Coordinate labeling data

## start

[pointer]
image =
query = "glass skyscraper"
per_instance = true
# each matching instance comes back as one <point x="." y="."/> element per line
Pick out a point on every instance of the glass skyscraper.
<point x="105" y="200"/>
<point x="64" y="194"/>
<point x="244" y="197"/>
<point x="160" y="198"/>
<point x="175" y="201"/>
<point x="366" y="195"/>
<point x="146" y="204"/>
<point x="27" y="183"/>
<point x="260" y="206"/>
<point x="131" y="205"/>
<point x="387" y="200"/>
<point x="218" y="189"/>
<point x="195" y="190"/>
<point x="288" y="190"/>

## end
## start

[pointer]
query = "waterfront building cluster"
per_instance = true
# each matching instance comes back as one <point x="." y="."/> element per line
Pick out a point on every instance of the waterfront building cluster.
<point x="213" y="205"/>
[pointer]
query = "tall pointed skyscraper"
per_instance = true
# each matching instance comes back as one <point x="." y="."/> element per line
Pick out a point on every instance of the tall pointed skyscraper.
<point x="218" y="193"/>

## end

What you need to do:
Collect every line of the data above that contains the string "skyscraper", and list each one in its original order.

Response below:
query = "glass skyscraper"
Pick out a point on every instance of the glass skyscraper.
query = "tall pointed skyscraper"
Pick out a point on every instance of the tall pointed skyscraper.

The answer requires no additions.